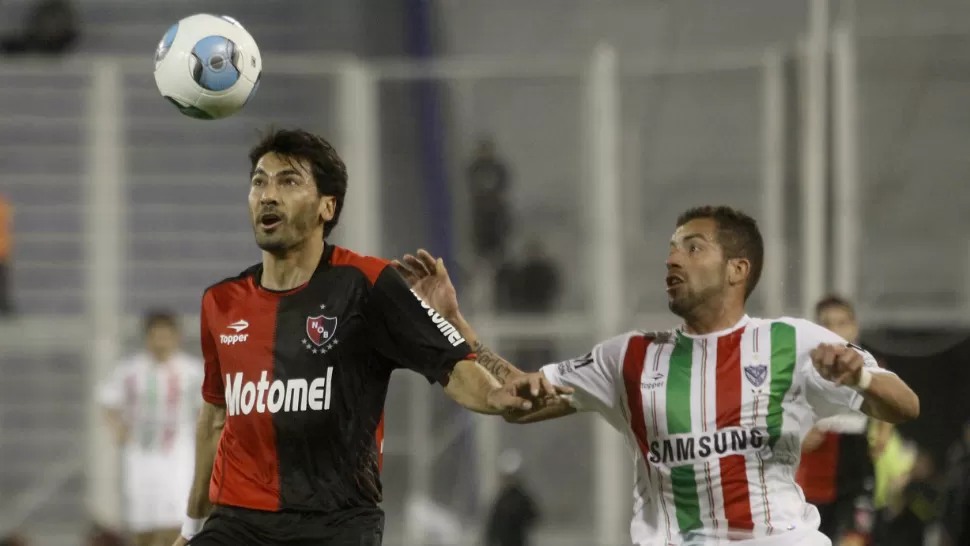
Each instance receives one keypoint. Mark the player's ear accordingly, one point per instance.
(738, 270)
(327, 208)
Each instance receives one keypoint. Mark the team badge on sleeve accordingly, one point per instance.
(756, 374)
(320, 329)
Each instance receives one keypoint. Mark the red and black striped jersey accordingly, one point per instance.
(303, 375)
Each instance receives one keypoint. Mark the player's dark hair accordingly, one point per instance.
(329, 171)
(159, 317)
(832, 301)
(738, 235)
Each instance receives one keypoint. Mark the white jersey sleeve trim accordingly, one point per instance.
(595, 377)
(825, 397)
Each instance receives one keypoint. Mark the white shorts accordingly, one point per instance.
(805, 537)
(156, 489)
(799, 537)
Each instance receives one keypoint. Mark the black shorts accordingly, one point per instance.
(232, 526)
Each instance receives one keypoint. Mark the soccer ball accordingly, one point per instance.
(208, 66)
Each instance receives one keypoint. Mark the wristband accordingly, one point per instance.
(191, 527)
(865, 379)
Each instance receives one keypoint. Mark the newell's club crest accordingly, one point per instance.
(320, 329)
(756, 374)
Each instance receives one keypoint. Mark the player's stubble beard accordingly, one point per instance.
(293, 232)
(691, 302)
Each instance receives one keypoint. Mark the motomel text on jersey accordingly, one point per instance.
(232, 339)
(242, 397)
(443, 325)
(683, 449)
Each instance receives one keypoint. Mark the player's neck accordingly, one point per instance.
(708, 321)
(291, 269)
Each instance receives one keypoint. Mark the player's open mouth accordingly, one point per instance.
(270, 220)
(673, 281)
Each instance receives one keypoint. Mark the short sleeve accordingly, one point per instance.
(111, 391)
(825, 397)
(213, 387)
(595, 377)
(409, 333)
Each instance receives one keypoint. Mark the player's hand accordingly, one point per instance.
(524, 393)
(536, 386)
(430, 280)
(839, 364)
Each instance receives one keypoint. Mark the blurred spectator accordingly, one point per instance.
(916, 508)
(101, 536)
(893, 459)
(150, 401)
(836, 471)
(51, 27)
(488, 179)
(529, 285)
(955, 510)
(6, 307)
(515, 513)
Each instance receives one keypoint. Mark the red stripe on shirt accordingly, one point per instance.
(734, 478)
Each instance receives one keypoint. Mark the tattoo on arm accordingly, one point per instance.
(496, 365)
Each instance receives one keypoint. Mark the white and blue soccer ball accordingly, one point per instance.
(208, 66)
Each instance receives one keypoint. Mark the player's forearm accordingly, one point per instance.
(889, 399)
(470, 385)
(208, 429)
(492, 362)
(553, 409)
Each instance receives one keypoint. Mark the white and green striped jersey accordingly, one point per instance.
(158, 401)
(715, 423)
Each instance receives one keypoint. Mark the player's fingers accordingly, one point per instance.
(441, 269)
(824, 360)
(547, 387)
(517, 402)
(430, 263)
(402, 269)
(561, 389)
(848, 358)
(534, 385)
(844, 378)
(405, 272)
(416, 265)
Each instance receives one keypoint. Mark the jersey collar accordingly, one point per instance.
(745, 320)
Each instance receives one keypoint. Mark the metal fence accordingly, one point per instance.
(121, 205)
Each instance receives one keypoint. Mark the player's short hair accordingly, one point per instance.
(160, 317)
(329, 171)
(738, 235)
(833, 300)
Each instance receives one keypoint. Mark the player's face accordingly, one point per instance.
(284, 204)
(840, 320)
(696, 268)
(162, 340)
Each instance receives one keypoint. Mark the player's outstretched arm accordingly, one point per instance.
(884, 395)
(475, 389)
(429, 279)
(208, 429)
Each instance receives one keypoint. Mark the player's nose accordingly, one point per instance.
(674, 259)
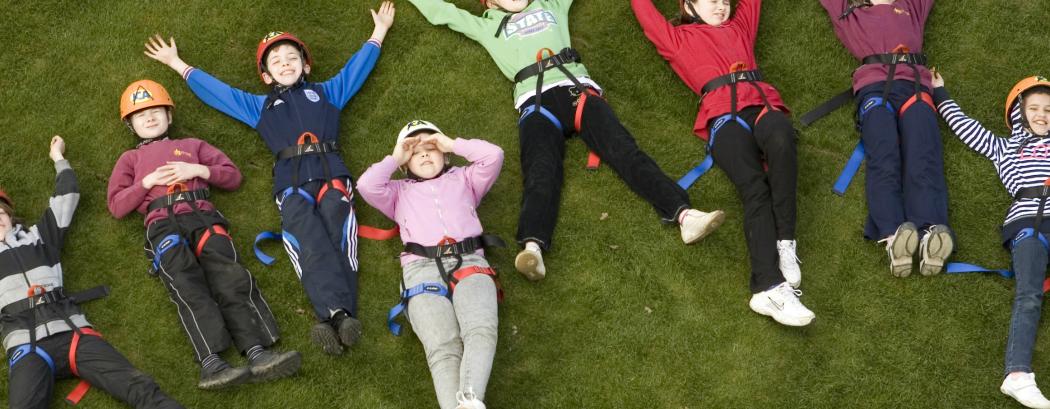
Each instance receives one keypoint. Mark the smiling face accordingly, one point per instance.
(711, 12)
(284, 65)
(150, 123)
(508, 5)
(1036, 109)
(426, 160)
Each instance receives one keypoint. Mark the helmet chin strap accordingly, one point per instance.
(695, 18)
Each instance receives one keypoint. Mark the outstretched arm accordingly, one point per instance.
(375, 185)
(240, 105)
(968, 130)
(55, 223)
(655, 27)
(441, 13)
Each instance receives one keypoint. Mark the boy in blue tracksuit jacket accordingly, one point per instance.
(299, 123)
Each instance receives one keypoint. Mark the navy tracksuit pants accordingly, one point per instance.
(216, 297)
(30, 381)
(904, 163)
(320, 239)
(543, 153)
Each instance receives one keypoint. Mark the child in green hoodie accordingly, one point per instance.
(529, 41)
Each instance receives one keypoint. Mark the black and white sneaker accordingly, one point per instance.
(781, 303)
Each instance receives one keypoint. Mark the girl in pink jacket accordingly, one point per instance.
(452, 287)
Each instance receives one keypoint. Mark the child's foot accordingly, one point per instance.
(789, 262)
(781, 303)
(269, 365)
(696, 224)
(936, 246)
(349, 327)
(324, 336)
(901, 249)
(529, 262)
(1022, 387)
(221, 374)
(468, 401)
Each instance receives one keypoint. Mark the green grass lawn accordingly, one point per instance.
(628, 317)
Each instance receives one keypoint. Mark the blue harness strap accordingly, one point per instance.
(531, 109)
(426, 287)
(858, 154)
(167, 243)
(1023, 235)
(24, 350)
(709, 160)
(263, 257)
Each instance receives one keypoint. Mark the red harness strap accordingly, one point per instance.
(592, 158)
(82, 387)
(462, 274)
(924, 97)
(219, 231)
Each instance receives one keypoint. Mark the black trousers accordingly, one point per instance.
(30, 381)
(543, 152)
(216, 297)
(769, 195)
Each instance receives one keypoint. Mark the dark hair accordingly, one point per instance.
(15, 220)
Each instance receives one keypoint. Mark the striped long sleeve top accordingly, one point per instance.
(1022, 159)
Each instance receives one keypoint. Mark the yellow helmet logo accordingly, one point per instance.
(271, 36)
(141, 95)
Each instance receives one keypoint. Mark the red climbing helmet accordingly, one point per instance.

__WHAT IS BEING ASKED__.
Each entry shown above must be quoted exactly, with its pictures left out.

__SOLUTION__.
Each instance receives one keypoint. Mark the player's ear accordingly, one point per instance.
(738, 270)
(327, 208)
Each instance receives one keypoint. Mark the team badge on sleeve accordingly, one point per instance.
(756, 374)
(320, 329)
Each instance receives one keypoint. Mark the red and black striped jersey accordingly, one point per instance.
(303, 375)
Each instance receives one keypoint. Mark the player's dark hair accordingly, one point per instance.
(329, 171)
(159, 317)
(832, 301)
(738, 235)
Each instance receives one keypoint. Mark the white jersey sleeve trim accordingly, one point per instance.
(595, 377)
(825, 397)
Each instance receives one keypoint. Mark the white shorts accordingly, one point per instance.
(805, 537)
(156, 489)
(799, 537)
Each instance receives one keypoint. Mark the black shorts accordingly, one point per instance.
(232, 526)
Each instance receives one keypoint. Mark the soccer ball accordingly, one point per instance.
(208, 66)
Each instance receives one keypoint. Mark the wristband accordingly, one point per instance.
(191, 527)
(865, 379)
Each instance receives one keypoint. Mark the newell's club crest accordingly, one point per instance.
(320, 329)
(756, 374)
Each instance receives one keypoint. Mark the player's stubble beard accordingly, one point per instance.
(293, 232)
(691, 302)
Each instance receives one keypoint. Mark the motomel text on jersey accordingly, one point per instance.
(232, 339)
(242, 397)
(443, 325)
(683, 449)
Each instance receives one keypoint. Mark the player's neck accordingly, one point per instance.
(708, 321)
(291, 269)
Each instance receives one keypoint. Mark the player's open mouth accordingly, one point per instance.
(270, 220)
(673, 281)
Each instance receives one keypoint. Mark the short sleeve accordingly, one point per instance.
(111, 391)
(825, 397)
(213, 387)
(595, 377)
(409, 333)
Each instance receives one keypoint. Mark the player's hand accordingly, one point per instance.
(524, 393)
(536, 386)
(430, 280)
(839, 364)
Each instance receives one keypoint. Mark the blurred spectator accordingly, one point per instance.
(916, 508)
(101, 536)
(893, 459)
(150, 401)
(836, 471)
(51, 27)
(488, 179)
(529, 285)
(955, 510)
(6, 307)
(515, 513)
Each instance receives one keypoint. Mark the red stripe on shirt accordingly, one point per instance.
(734, 478)
Each instance receives one keypoint. Mark the tattoo on arm accordingly, one point per instance.
(496, 365)
Each instance receives one keypoint. Mark the white and blue soccer ball accordingly, one point per instance.
(208, 66)
Each instance receives one keypoint. Mark the player's forearm accordingly, one point per instance.
(889, 399)
(470, 385)
(208, 429)
(492, 362)
(553, 409)
Each instance receives one keypoint. Mark the white and green striped jersey accordingly, one point per instance.
(158, 401)
(715, 423)
Each instance receives one keypoint. Mark the player's fingers accordingly, one point per instance.
(441, 269)
(824, 360)
(547, 387)
(517, 402)
(430, 263)
(402, 269)
(561, 389)
(848, 358)
(534, 385)
(844, 378)
(405, 272)
(416, 265)
Each instance receives one keypoint. Mark the jersey collar accordingly, one point per instance.
(745, 320)
Each instance receives one keypoint. Mark the metal fence accordingly, one point per instance.
(121, 205)
Each instance receives one keypoint. Mark the player's short hair accordingly, one point per instance.
(160, 317)
(329, 171)
(738, 235)
(833, 300)
Each instance receives one keypoint. Mark the player's face accordingly, one point per instance.
(284, 204)
(840, 320)
(696, 268)
(162, 340)
Each instance receives one keypoint. Mark the player's outstretched arm accordingly, one point per instance.
(884, 395)
(475, 389)
(429, 279)
(208, 429)
Each instance receives one keypoint. Mark the player's nose accordingly, one point per instance.
(674, 259)
Each instance receives one keypoint. Mark the smiling face accordingly, one point per instance.
(711, 12)
(284, 65)
(150, 123)
(508, 5)
(1036, 109)
(426, 160)
Each instance receives one keypoint. Mark the helmet chin strap accordingly, one point per instance.
(695, 18)
Each instance receives one keypoint. Mark the outstretched arm accordingly, one point per instance.
(375, 185)
(240, 105)
(968, 130)
(55, 223)
(655, 27)
(441, 13)
Each instance receives one keypoint. Mark the boy in blue tracksuit jacket accordingly, one point per instance.
(299, 123)
Each instance receives one keypoint. Mark the navy tracksuit pants accordingly, one point per instance.
(216, 297)
(30, 381)
(904, 163)
(320, 239)
(543, 153)
Each instance receives one keypoint. Mark the child in green hoodie accordingly, one point per instance.
(529, 41)
Each instance receives one keypoint. Mark the black and white sneaker accordingly, one point per instance.
(781, 303)
Each instance receives one keypoint. Mark the girl in pink jacket accordingly, one point per instance.
(452, 287)
Each instance receives one keypoint. Mark the child's foot accordingly, one point per instance.
(789, 262)
(781, 303)
(269, 365)
(696, 224)
(936, 246)
(349, 327)
(324, 336)
(901, 249)
(529, 262)
(1022, 387)
(221, 374)
(468, 401)
Each instance receives one keypoint. Mark the green grass lawn accordingly, one point per instance.
(628, 317)
Each instance receives one keypoint. Mark the blue harness strap accordingly, one point per instance.
(531, 109)
(426, 287)
(858, 154)
(167, 243)
(1023, 235)
(24, 350)
(709, 160)
(263, 257)
Each instance receives one keypoint. Mark the red harness strap accordingly, one point per instance.
(592, 158)
(82, 387)
(462, 274)
(924, 97)
(219, 231)
Each instance receives one keypoint. Mark the black trousers accordingly, one point per instance.
(30, 381)
(543, 152)
(216, 297)
(769, 195)
Each instance receives one keypoint. Mark the dark hair accordingly, one point per instance.
(15, 220)
Each instance receives one keypoint. Mark the striped long sleeve top accordingly, one point per instance.
(1022, 159)
Each instance receives one keypoint. Mark the yellow helmet logo accordingly, one point per instance.
(271, 36)
(141, 95)
Each instance receives one keypoint. Mark the red climbing helmet accordingly, one point per instance.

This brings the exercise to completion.